## Requirement:
Print the full listing exactly.

————————

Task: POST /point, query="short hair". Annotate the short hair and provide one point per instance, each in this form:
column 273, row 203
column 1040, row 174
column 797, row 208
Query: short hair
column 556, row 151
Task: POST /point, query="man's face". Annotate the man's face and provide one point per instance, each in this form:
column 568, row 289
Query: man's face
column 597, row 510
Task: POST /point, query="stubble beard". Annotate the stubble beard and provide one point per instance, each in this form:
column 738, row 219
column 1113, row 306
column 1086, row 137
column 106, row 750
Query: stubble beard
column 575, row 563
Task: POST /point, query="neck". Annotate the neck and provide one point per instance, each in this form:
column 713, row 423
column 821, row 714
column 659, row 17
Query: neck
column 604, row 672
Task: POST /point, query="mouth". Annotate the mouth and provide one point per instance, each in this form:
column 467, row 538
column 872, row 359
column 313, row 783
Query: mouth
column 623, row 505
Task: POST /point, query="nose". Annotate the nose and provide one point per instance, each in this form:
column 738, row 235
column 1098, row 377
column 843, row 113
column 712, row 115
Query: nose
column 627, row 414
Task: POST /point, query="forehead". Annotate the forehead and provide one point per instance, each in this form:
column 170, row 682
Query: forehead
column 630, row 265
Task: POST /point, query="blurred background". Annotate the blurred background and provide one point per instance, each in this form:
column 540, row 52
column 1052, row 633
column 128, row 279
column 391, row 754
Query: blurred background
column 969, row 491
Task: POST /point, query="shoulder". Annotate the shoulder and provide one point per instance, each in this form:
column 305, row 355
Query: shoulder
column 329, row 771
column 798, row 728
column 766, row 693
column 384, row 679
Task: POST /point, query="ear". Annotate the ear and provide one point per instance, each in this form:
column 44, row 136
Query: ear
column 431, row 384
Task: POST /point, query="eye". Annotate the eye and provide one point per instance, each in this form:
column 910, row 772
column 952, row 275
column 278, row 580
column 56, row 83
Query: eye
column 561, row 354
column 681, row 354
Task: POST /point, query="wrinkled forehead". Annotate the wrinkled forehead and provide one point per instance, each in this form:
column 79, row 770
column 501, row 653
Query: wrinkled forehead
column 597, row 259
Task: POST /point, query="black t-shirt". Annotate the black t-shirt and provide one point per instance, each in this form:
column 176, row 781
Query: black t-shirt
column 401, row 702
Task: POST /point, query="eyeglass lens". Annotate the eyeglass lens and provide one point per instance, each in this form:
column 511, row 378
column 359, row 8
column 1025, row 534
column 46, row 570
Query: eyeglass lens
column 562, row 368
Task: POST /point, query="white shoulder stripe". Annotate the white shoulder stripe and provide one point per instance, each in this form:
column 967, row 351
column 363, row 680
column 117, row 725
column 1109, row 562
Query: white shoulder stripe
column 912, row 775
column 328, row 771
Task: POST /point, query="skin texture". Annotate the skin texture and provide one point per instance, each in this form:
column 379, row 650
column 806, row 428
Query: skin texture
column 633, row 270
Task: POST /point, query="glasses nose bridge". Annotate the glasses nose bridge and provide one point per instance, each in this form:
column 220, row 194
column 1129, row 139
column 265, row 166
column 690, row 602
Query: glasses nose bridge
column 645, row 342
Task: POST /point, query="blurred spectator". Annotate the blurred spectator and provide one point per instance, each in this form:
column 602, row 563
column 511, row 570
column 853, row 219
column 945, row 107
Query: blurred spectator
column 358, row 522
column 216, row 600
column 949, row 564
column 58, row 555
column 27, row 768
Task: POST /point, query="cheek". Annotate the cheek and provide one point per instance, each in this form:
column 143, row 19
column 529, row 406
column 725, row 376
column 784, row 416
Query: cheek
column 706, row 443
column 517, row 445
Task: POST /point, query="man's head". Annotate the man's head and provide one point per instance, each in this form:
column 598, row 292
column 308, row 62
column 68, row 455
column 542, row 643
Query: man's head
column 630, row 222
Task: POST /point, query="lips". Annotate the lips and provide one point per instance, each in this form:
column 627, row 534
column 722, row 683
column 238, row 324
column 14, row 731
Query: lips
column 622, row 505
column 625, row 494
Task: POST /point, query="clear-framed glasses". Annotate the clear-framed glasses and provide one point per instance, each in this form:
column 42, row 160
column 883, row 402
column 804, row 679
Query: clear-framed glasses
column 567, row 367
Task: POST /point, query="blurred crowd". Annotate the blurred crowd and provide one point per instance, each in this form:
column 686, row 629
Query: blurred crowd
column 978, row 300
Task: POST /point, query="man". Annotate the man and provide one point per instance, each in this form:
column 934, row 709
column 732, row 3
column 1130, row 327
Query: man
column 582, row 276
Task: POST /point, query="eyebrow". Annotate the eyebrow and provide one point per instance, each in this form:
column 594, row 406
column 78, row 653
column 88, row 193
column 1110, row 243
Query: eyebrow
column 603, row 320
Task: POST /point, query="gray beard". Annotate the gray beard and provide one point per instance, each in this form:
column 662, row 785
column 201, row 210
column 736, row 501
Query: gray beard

————————

## The output:
Task: POST /point, query="short hair". Annotate the short hair and provide one point per instance, each in this form:
column 273, row 203
column 1040, row 174
column 797, row 208
Query: short hair
column 556, row 151
Task: POST /point, query="man's face". Annotate the man's face and provide one point per instance, each in this form:
column 568, row 289
Query: man's face
column 597, row 510
Task: POST /point, query="stubble beard". Annotate the stubble beard and provide one point per instance, each in this form:
column 738, row 219
column 1113, row 306
column 1086, row 137
column 106, row 750
Query: stubble beard
column 575, row 563
Task: POST /point, query="neck". Annotate the neck and provide one point per instance, each in this form:
column 713, row 423
column 821, row 714
column 659, row 17
Query: neck
column 604, row 672
Task: POST /point, query="mouth". Annotate the mouth and provide one point per instance, each in this form:
column 467, row 538
column 872, row 359
column 313, row 783
Query: mouth
column 623, row 505
Task: POST /point, query="nose". Annotate the nose and provide one point per instance, each in this form:
column 738, row 235
column 1098, row 377
column 843, row 113
column 712, row 115
Query: nose
column 627, row 414
Task: POST /point, query="forehead". Annotate the forehead and provide one point per instance, each in this form:
column 170, row 682
Query: forehead
column 630, row 265
Task: POST /point, query="blurred background". Annotate the blurred background and provide one point per instance, each in this form:
column 540, row 52
column 1052, row 633
column 128, row 279
column 391, row 754
Query: blurred background
column 969, row 491
Task: POST /point, query="shoulder". Annotate the shoulder and provide one point per instance, each in this form:
column 305, row 355
Query: shoulder
column 329, row 771
column 798, row 728
column 766, row 693
column 384, row 679
Task: POST /point, query="ear". Annotate the ear and provide one point per instance, each in this form:
column 44, row 136
Query: ear
column 431, row 384
Task: POST /point, query="eye". Annotate the eye and provide one point per instance, each in this form:
column 910, row 772
column 952, row 275
column 278, row 580
column 56, row 83
Query: eye
column 561, row 354
column 681, row 354
Task: POST /point, query="wrinkled forehead". Annotate the wrinkled forehead and provide one point per instance, each in this form:
column 79, row 770
column 501, row 653
Query: wrinkled forehead
column 597, row 259
Task: POST /point, query="black t-shirt". Annotate the black t-shirt and provide one point per instance, each in this form:
column 176, row 781
Query: black t-shirt
column 401, row 702
Task: POST /point, query="eyeglass lens". Annotate the eyeglass lens and provide one point per instance, each in this form:
column 511, row 378
column 359, row 8
column 1025, row 534
column 46, row 570
Query: eyeglass lens
column 562, row 368
Task: POST /point, query="white shoulder stripe". Annotate the white shoulder stripe and provide one point per instance, each in this form:
column 967, row 351
column 363, row 680
column 117, row 725
column 1109, row 562
Query: white shoulder stripe
column 912, row 775
column 328, row 771
Task: POST /point, query="skin texture". Annotate the skin texture and provide one point per instance, each in this form:
column 379, row 650
column 806, row 428
Query: skin texture
column 633, row 270
Task: POST /point, query="glasses nose bridge". Annotate the glasses nose bridge and provide one point per instance, each in this form:
column 220, row 194
column 1129, row 139
column 265, row 166
column 690, row 602
Query: glasses nose bridge
column 645, row 342
Task: POST /point, query="blurred spectator". Annotate the blurred spectator and provide one point per instance, each in this form:
column 602, row 563
column 511, row 570
column 853, row 219
column 945, row 107
Query: blurred spectator
column 358, row 522
column 216, row 600
column 949, row 564
column 58, row 555
column 27, row 768
Task: POST /point, query="cheek". Annotate the cheek and provide one point per instance, each in this form:
column 143, row 19
column 529, row 406
column 725, row 376
column 784, row 416
Query: cheek
column 706, row 443
column 517, row 445
Task: POST /point, query="man's head". Annotate the man's head and provide one point per instance, each in this form:
column 598, row 292
column 308, row 62
column 68, row 455
column 542, row 643
Query: man's head
column 630, row 222
Task: POST /point, query="lips". Annotate the lips and provide one point per instance, each in this form:
column 627, row 534
column 722, row 683
column 238, row 324
column 14, row 731
Query: lips
column 622, row 505
column 625, row 494
Task: POST /point, query="clear-framed glasses". Annotate the clear-framed glasses and provide one point per instance, each in this form:
column 42, row 160
column 883, row 402
column 804, row 679
Query: clear-framed glasses
column 567, row 367
Task: POST /point, query="blurred crowd". Annotate the blurred crowd and provide one point per instance, each in this form:
column 686, row 629
Query: blurred crowd
column 978, row 300
Task: POST /point, query="man". Annotate the man and provide one point per instance, each in this form:
column 934, row 709
column 732, row 3
column 1130, row 327
Query: man
column 582, row 276
Task: POST /point, query="eyebrow". Annotate the eyebrow and provide one point per instance, each in this form:
column 594, row 406
column 78, row 653
column 88, row 193
column 1110, row 243
Query: eyebrow
column 603, row 320
Task: POST /point, query="gray beard". Annotate the gray beard and provide one point per instance, each in this form:
column 662, row 785
column 201, row 210
column 736, row 501
Query: gray beard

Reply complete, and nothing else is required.